Copy the items below word for word, leaving out the pictures.

## Point labels for photos
□ □ □ □
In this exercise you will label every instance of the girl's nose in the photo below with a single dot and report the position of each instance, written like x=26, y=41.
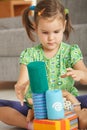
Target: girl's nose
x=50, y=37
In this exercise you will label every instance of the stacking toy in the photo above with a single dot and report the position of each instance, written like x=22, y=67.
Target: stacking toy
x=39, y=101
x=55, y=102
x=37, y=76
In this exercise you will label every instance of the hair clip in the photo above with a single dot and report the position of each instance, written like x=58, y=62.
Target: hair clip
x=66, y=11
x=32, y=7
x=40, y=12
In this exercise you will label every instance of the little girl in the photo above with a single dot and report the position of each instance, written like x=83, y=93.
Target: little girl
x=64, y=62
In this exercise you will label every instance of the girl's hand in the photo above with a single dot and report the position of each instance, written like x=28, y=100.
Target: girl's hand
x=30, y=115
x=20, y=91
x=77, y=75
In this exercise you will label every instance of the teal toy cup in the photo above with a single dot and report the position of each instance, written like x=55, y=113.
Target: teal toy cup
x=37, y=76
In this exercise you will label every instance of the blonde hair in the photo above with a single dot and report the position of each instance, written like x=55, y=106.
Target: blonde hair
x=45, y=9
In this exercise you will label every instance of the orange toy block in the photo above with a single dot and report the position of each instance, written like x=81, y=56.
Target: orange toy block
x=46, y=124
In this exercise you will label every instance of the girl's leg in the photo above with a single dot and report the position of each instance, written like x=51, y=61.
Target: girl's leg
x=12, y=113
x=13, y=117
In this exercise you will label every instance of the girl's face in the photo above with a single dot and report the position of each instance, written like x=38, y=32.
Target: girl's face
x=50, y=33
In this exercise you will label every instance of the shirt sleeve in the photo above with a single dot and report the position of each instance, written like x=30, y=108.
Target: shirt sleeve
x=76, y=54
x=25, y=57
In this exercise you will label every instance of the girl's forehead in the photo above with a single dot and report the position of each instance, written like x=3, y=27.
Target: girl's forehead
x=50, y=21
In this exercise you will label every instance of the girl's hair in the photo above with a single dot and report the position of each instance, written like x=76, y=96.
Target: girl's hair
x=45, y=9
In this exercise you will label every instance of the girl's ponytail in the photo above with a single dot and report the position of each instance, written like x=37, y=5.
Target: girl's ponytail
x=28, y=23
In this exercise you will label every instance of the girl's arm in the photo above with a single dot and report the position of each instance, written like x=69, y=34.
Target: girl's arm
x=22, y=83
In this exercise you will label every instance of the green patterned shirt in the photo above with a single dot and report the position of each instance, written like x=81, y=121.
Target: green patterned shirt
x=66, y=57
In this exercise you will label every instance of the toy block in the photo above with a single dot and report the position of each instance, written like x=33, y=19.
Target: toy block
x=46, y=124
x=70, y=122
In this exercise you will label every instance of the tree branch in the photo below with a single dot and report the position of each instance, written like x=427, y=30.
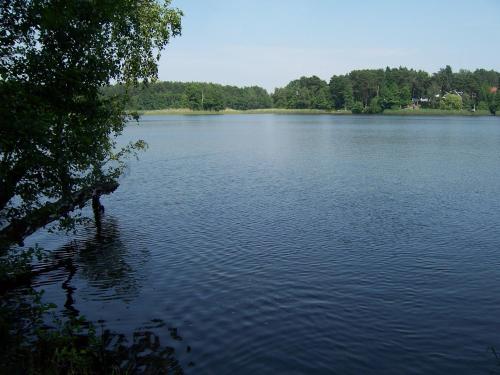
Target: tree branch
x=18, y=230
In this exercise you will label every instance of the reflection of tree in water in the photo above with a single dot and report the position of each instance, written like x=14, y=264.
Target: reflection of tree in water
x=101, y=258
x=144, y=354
□ □ □ □
## WORKED ANSWER
In this exercise you will label every instance of the girl's nose in the photo below with a single dot and report the position of each instance, written like x=26, y=41.
Target: girl's nose
x=50, y=37
In this exercise you will label every instance of the stacking toy in the photo above with a single dot and report the position of each instance, written like x=22, y=67.
Target: stacking toy
x=39, y=101
x=55, y=102
x=37, y=76
In this exercise you will label every instance of the hair clip in the photo above with a single dot and report the position of each instance, written like x=58, y=62.
Target: hair clip
x=66, y=11
x=32, y=7
x=40, y=12
In this exercise you will label every instance of the little girl in the photo above with a single dot and report the position of each instance, written like x=83, y=93.
Target: little girl
x=64, y=62
In this exercise you will label every instance of the girl's hand in the photo above with a single dot and report the position of each instance, written like x=28, y=100.
Target: girl's hand
x=30, y=115
x=20, y=91
x=77, y=75
In this exercise you will label every instance of the teal toy cup in the photo above with a single dot and report the position of each instance, written like x=55, y=113.
Target: teal toy cup
x=37, y=76
In this exercise you will label every instance of the blonde hair in the photo above with a single dot and report the position of each instance, written like x=55, y=106.
Target: blonde hair
x=45, y=9
In this exercise you will label every instance of the orange toy block in the photo above with a single dot and report the position of each instance, written like x=81, y=56.
Target: orange toy block
x=46, y=124
In this exercise you will label every instance of the girl's leg in the photo above with a single dot and report the position of each instance, written like x=51, y=61.
Target: girl's leg
x=12, y=113
x=13, y=117
In this exercise you will label every instance of the girl's face in the photo above with a single dot and report the position of each instance, written like x=38, y=32.
Target: girl's face
x=50, y=33
In this exercise you will label every instance of the shirt sleeve in the photo above with a single dot and report the position of each instance, written like x=30, y=108.
Target: shirt sleeve
x=76, y=54
x=25, y=57
In this exercise you will label every instance of the girl's forehead in the photo above with a single dot and report the position of each instance, written like x=3, y=27.
Target: girl's forehead
x=50, y=21
In this exercise you will label every instance of the girl's hair in the photo above with a single dot and report the position of each instance, written like x=76, y=96.
Target: girl's hair
x=45, y=9
In this exercise you will label every instance of the girl's ponytail in the photo above with a single dot and report the position of each instance, written like x=37, y=5.
Target: girl's ponytail
x=28, y=23
In this exercise you will label every instance of the girl's arm in the photo above with a single dot and report the position of each instance, written like x=69, y=34.
Target: girl's arm
x=22, y=83
In this exercise you will label every instance of the green patterned shirt in the photo above with a single dot and report the position of each instance, written like x=81, y=121.
Target: green patterned shirt
x=66, y=57
In this exercise you will label every instance of the toy block in the photo above with a single dot and report the position of each instance, written like x=33, y=19.
Target: toy block
x=46, y=124
x=70, y=122
In this exercise you will label every instance of the tree branch in the photo below with a single dot and report the position of each instance, written like x=427, y=30.
Target: tree branch
x=18, y=230
In this exercise you will label every instance of the reflection of tree in water in the photo above with a single dot and report the position of each instance, written like x=14, y=264.
Target: reflection of tree in water
x=101, y=258
x=144, y=354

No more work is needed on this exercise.